FRIDAY 12 NOVEMBER – Head to Puerta De Santa Maria to meet John & Maureen at “La Dunes” campsite.  We arrive first so I set about getting my washing done.  They have a crazy system with the machines in a locked building.  You have to walk a long way back to reception to ask for someone to come down to open up whilst you put the washing in then again when the machine has finished, an estimated 1 ½ hours later.  John & Maureen arrive along with their friends Andy & Chris (also from Y.S.S at Hull) who are going on the same ferry as us to the Canary Islands.  Chris has a dental problem so heads off to sort that out first.  The washing is finished and I start to peg it out using Maureen’s and my lines, racks and clotheshorses to cater for the 3 weeks backlog.  I notice that the dark coloured items all have powder stains on even through I used a washing liquid myself.  Trail back to the reception where they agree to my re-doing them and having them tumble-dried free.  By now it’s early afternoon and the plan is for us all to go into Cadiz to confirm the ferry booking and to book the return leg.  Steve ends up staying behind to deal with the washing whilst I go with the others.  It’s a long walk to the far end of Puerta De Santa Maria where we catch the 3.15pm ferry to Cadiz, Euro 5 (£3.50) return.  The journey takes 40 minutes and is quite pleasant.  Arrive at the docks but find the Trasmediterranea office closed.  Walk into the town but have to wait until 4.30pm for the travel agents to open.  They can’t deal with our booking and send us to a Trasmediterranea office further down the street.  This office only deals with freight and sends us back to the docks where the office opens at 5pm.  Finally manage to do the intended business.  It’s not cheap; each way costs £246.04 for the motorhome and £151.40 per person sharing a 4 berth inside cabin.  The ferry makes a circuit of the main islands and whilst John, Maureen, Chris, and Andy are getting off at Grand Canary we are going on to Tenerife.  Our plan is to island hop to Grand Canary, Fuerteventura then Lanzarote catching the boat back from there on 6th April.  Just time for a drink before the 6.00pm boat back to Santa Maria.  By the time we have walked back to the site we are pretty exhausted and it’ dark, but so dark that I can’t see some dark coloured washing on the line.  Steve explains that the tumble dryer didn’t work.  The van looks like a Chinese laundry with stuff hung everywhere.  A frustrating day. 

PUERTA DE SANTA MARIA, LA DUNES CAMPSITE.

*RECORD SET*:
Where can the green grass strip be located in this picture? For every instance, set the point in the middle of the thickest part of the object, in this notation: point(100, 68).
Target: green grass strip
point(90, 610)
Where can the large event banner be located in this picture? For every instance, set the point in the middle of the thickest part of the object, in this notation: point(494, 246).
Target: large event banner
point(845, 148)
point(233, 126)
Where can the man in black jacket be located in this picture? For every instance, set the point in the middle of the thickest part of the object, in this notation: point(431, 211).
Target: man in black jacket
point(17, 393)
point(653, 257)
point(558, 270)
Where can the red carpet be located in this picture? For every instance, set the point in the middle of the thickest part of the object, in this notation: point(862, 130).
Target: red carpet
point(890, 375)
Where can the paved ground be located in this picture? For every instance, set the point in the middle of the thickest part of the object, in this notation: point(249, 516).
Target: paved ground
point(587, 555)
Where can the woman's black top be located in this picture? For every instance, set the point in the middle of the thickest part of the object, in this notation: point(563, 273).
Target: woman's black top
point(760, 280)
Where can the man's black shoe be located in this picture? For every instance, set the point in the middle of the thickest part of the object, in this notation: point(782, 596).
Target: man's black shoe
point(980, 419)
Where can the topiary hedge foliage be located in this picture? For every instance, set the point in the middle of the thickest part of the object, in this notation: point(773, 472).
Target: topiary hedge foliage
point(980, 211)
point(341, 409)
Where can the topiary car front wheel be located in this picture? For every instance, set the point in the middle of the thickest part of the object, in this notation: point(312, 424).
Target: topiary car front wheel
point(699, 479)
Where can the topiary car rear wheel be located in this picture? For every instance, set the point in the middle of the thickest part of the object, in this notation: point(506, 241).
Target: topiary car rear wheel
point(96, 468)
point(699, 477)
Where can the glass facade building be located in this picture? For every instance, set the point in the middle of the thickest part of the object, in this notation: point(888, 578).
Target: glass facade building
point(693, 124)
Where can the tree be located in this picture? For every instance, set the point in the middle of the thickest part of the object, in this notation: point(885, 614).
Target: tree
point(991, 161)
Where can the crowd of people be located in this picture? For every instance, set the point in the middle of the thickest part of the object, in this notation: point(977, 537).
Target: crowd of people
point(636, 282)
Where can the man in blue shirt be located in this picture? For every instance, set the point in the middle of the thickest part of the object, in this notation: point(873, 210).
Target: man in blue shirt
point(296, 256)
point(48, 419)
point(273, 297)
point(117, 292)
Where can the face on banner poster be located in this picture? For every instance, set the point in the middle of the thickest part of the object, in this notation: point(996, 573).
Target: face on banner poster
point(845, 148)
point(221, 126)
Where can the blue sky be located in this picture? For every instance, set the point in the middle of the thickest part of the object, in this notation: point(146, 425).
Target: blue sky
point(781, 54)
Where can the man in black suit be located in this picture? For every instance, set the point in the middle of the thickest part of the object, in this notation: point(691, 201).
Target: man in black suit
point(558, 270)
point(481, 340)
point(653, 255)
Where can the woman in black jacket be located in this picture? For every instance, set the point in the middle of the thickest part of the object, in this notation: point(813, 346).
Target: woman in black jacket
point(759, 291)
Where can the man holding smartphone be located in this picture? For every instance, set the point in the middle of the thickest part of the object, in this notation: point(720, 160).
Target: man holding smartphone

*TASK REQUIREMENTS*:
[1] Copy out the records word for word, from the line containing "Where can the woman in" through the end of the records, both included.
[2] Pick up the travel diary entry after its last line and keep writing.

*RESPONSE LIST*:
[1]
Where can the woman in black jacket be located in this picture? For every instance, set the point in the middle of the thickest part of the object, in this notation: point(813, 346).
Target: woman in black jacket
point(759, 291)
Where can the man holding smartphone be located in this picture? For every instance, set the point in the middle of the thickest part of the object, in this notation: point(720, 160).
Target: man holding smartphone

[2]
Euro 3.50 (£2.45) per person, Euro 5.14 (3.60) motorhome

 

SATURDAY 13 NOVEMBER – None of us like the campsite but the others still need to do laundry.  We tell them about a site near Rota that looked much nicer.  They head off there and we leave as soon as the washing is dry.  Puerto de Santa Maria is extremely busy and it’s difficult for us to park for the Internet.  We park badly near a junction so Steve stays with the van.  When I return he tells me how interesting it has been watching the Spanish use their bumpers to nudge other cars to create a parking space!  Check out Port Sherry where there is a huge marina but a very small beach.  Stop for lunch then return to Playa de La Ballena.  I walk 15 minutes north along the beach to find John & Maureen and Andy & Chris happily ensconced on the beachside football pitch area of the campsite.  They are much happier as the site is quieter and cheaper.  We have a very quiet day with no planes at all.  Late evening some lovers pull up in a car.  Have to laugh when the police come round doing their checks.  They now completely ignore us but get out and shine a torch in through the steamy car windows!

BALLENA BEACH NR ROTA

 

SUNDAY 14 NOVEMBER – The mornings are really chilly now so we linger in bed until at least 9am when the sun is warms things up.  The bird catchers have already arrived and there are a number of other men making the most of low tide to get squid and octopus by scrambling out over the rocks.  Spot a couple of cyclists on the beach, it’s Chris & Andy who call in for a drink.  They are so happy where they are that rather than joining us they are going to stay put. John & Maureen arrive a bit later on their scooter.  I hitch a lift to the phone on John’s scooter and phone Claire.  We use the windbreaks to make a coral at the back of the van where we sunbathe nude all afternoon.

BALLENA BEACH NR ROTA 2

 

MONDAY 15 NOVEMBER – Although there was some aircraft activity yesterday we had a quiet night.  Have heard on the news that there was a big attack on Iraq last week so the planes from here were probably being used to support that.  It’s a warm but windy day and quite cold night after the sun sets.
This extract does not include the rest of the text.